Stored items from a collection:
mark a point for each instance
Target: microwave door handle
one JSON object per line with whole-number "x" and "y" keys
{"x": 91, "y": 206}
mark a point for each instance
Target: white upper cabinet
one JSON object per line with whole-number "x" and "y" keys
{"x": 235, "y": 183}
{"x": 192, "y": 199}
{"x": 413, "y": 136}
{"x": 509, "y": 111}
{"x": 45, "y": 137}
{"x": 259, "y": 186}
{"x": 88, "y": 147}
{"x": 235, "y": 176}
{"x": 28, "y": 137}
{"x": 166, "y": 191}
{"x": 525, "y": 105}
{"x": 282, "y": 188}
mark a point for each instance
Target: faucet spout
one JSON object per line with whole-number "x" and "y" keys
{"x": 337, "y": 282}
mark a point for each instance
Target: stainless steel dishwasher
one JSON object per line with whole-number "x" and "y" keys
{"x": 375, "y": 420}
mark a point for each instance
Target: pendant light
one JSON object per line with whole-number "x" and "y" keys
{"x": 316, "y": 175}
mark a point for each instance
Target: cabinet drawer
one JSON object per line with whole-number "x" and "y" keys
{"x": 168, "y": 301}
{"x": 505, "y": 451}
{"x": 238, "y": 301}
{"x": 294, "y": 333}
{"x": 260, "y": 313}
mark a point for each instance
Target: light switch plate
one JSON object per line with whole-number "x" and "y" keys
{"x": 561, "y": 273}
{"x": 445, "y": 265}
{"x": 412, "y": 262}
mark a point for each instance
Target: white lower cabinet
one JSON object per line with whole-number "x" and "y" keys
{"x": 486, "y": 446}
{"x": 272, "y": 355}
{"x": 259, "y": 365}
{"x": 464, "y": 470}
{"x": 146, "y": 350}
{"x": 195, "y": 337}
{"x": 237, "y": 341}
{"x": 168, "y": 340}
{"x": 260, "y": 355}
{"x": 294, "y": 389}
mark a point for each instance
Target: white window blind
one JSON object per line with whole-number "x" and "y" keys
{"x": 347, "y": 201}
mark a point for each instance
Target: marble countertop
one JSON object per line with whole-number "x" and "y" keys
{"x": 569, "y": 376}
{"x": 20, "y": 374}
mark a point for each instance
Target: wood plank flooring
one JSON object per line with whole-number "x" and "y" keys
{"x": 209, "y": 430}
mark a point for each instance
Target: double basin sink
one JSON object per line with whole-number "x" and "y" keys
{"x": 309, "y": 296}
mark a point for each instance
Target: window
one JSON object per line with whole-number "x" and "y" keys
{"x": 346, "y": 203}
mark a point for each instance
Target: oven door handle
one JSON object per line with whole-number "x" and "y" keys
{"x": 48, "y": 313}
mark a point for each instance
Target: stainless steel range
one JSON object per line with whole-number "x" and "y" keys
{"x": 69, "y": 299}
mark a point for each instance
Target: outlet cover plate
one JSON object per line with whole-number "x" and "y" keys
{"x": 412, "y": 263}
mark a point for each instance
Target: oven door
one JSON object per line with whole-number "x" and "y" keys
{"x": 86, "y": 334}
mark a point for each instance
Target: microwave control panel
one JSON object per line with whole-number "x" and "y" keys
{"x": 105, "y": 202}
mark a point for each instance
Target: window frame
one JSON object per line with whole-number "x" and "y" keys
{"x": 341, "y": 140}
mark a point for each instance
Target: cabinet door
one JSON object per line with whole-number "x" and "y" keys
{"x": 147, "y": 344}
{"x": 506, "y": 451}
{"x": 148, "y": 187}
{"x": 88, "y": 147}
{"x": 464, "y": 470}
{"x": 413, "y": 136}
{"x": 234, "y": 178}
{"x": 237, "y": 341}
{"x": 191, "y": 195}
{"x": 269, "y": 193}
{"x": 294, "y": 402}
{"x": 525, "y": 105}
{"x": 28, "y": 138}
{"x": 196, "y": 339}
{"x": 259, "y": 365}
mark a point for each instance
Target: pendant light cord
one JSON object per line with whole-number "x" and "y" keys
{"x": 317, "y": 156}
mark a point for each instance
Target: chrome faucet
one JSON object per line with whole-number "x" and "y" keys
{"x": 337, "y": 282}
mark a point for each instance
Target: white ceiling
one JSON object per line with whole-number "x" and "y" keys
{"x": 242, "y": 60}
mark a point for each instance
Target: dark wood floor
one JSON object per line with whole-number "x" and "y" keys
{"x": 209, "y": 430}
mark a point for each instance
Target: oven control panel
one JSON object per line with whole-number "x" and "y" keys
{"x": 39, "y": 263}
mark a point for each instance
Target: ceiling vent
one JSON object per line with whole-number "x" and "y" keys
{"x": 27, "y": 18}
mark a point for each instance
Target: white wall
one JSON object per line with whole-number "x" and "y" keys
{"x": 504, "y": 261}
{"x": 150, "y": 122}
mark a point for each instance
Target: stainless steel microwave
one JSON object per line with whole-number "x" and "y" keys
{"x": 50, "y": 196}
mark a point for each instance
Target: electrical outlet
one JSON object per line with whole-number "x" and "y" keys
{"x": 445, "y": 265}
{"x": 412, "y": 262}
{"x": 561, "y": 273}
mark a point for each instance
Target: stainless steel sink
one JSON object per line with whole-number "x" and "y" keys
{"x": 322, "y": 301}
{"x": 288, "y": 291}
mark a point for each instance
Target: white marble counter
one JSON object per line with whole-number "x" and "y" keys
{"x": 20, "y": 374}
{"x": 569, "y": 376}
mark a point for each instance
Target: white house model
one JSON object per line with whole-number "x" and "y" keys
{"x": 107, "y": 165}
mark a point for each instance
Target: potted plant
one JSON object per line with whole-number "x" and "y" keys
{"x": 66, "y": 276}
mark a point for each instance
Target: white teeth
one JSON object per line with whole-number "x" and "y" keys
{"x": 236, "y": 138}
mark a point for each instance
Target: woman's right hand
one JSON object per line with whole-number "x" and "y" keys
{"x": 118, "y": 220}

TASK STATEMENT -
Write out the material from the first line to the last, exactly.

TASK OUTPUT -
mark a point for each instance
Target: microwave door handle
one JSON object per line with whole-number "x" and "y" keys
{"x": 91, "y": 206}
mark a point for each instance
Target: white upper cabinet
one JSON object per line with whole-number "x" and "y" keys
{"x": 235, "y": 183}
{"x": 192, "y": 199}
{"x": 413, "y": 136}
{"x": 509, "y": 111}
{"x": 45, "y": 137}
{"x": 259, "y": 186}
{"x": 88, "y": 147}
{"x": 235, "y": 176}
{"x": 28, "y": 137}
{"x": 166, "y": 191}
{"x": 525, "y": 105}
{"x": 282, "y": 188}
mark a point for each instance
Target: faucet spout
one JSON object per line with whole-number "x" and "y" keys
{"x": 337, "y": 282}
mark a point for each instance
Target: stainless steel dishwasher
one JSON object per line with whole-number "x" and "y" keys
{"x": 375, "y": 420}
mark a point for each instance
Target: pendant light
one JSON object per line with whole-number "x" and "y" keys
{"x": 316, "y": 175}
mark a point for each instance
Target: cabinet drawer
one JSON object per line with whole-number "x" and "y" keys
{"x": 168, "y": 301}
{"x": 505, "y": 451}
{"x": 238, "y": 301}
{"x": 294, "y": 333}
{"x": 260, "y": 313}
mark a point for each instance
Target: light switch plate
one JSON object per line with whole-number "x" and "y" keys
{"x": 561, "y": 273}
{"x": 445, "y": 265}
{"x": 412, "y": 262}
mark a point for each instance
Target: white lower cabinet
one JSON object per line with whole-number "x" and "y" keys
{"x": 486, "y": 446}
{"x": 272, "y": 355}
{"x": 259, "y": 365}
{"x": 464, "y": 470}
{"x": 146, "y": 350}
{"x": 195, "y": 337}
{"x": 237, "y": 341}
{"x": 168, "y": 340}
{"x": 260, "y": 355}
{"x": 294, "y": 389}
mark a point for each instance
Target: white window blind
one JSON object per line with whole-number "x" and "y" keys
{"x": 347, "y": 201}
mark a point for each instance
Target: marble countertop
one JSON object per line with whole-number "x" and "y" keys
{"x": 569, "y": 376}
{"x": 20, "y": 374}
mark a point for each instance
Target: wood plank flooring
one JSON object per line with whole-number "x" and "y" keys
{"x": 209, "y": 430}
mark a point for each instance
Target: double basin sink
one JSON object per line with whole-number "x" and "y" keys
{"x": 309, "y": 296}
mark a point for each instance
Target: window
one JSON object per line with whole-number "x" and "y" keys
{"x": 346, "y": 203}
mark a point for each instance
Target: oven door handle
one JSON object per line with whole-number "x" and "y" keys
{"x": 48, "y": 313}
mark a point for each instance
Target: stainless steel range
one JSON object per line with whole-number "x" and "y" keys
{"x": 69, "y": 299}
mark a point for each instance
Target: outlet cover plate
one JSON object per line with whole-number "x" and "y" keys
{"x": 412, "y": 263}
mark a point for each instance
Target: oven door
one JSON object per line with whole-number "x" and "y" keys
{"x": 86, "y": 334}
mark a point for each instance
Target: microwave control panel
one JSON object per line with whole-number "x" and "y" keys
{"x": 105, "y": 202}
mark a point for each instance
Target: window frame
one JSON object per line with whole-number "x" and "y" keys
{"x": 341, "y": 140}
mark a point for each instance
Target: cabinet door
one JSON object per line with whole-number "x" and "y" keys
{"x": 147, "y": 344}
{"x": 506, "y": 451}
{"x": 148, "y": 187}
{"x": 88, "y": 147}
{"x": 464, "y": 470}
{"x": 413, "y": 136}
{"x": 234, "y": 178}
{"x": 237, "y": 341}
{"x": 191, "y": 195}
{"x": 269, "y": 193}
{"x": 294, "y": 402}
{"x": 525, "y": 105}
{"x": 28, "y": 138}
{"x": 196, "y": 339}
{"x": 259, "y": 365}
mark a point for each instance
Target: pendant light cord
one JSON object per line with whole-number "x" and "y" keys
{"x": 317, "y": 156}
mark a point for each instance
Target: chrome faucet
one JSON object per line with whole-number "x" and "y" keys
{"x": 337, "y": 282}
mark a point for each instance
Target: white ceiling
one JSON object per line with whole-number "x" and "y" keys
{"x": 242, "y": 60}
mark a point for each instance
Target: dark wood floor
one JSON object per line with whole-number "x" and "y" keys
{"x": 209, "y": 430}
mark a point for each instance
Target: oven control panel
one JSON object per line with whole-number "x" and "y" keys
{"x": 39, "y": 263}
mark a point for each instance
Target: ceiling vent
one JSON object per line with whole-number "x" and "y" keys
{"x": 27, "y": 18}
mark a point for each instance
Target: white wall
one JSON object per line with whole-number "x" and "y" keys
{"x": 504, "y": 261}
{"x": 150, "y": 122}
mark a point for each instance
Target: stainless steel microwave
one JSON object per line with whole-number "x" and "y" keys
{"x": 50, "y": 196}
mark a point for each instance
Target: electrical outlet
one JSON object per line with whole-number "x" and "y" keys
{"x": 445, "y": 265}
{"x": 412, "y": 262}
{"x": 561, "y": 273}
mark a point for each instance
Target: stainless steel sink
one JSON object per line with whole-number "x" and "y" keys
{"x": 322, "y": 301}
{"x": 288, "y": 291}
mark a point for each instance
Target: white marble counter
one JSON object per line with whole-number "x" and "y" keys
{"x": 20, "y": 374}
{"x": 569, "y": 376}
mark a point for each instance
Target: white house model
one JSON object per line with whole-number "x" and "y" keys
{"x": 107, "y": 165}
mark a point for each instance
Target: potted plant
one JSON object per line with whole-number "x" and "y" keys
{"x": 66, "y": 276}
mark a point for each instance
Target: white teeth
one JSON object per line with whole-number "x" and "y" keys
{"x": 236, "y": 138}
mark a point for each instance
Target: woman's right hand
one JSON object per line with whole-number "x" and "y" keys
{"x": 118, "y": 220}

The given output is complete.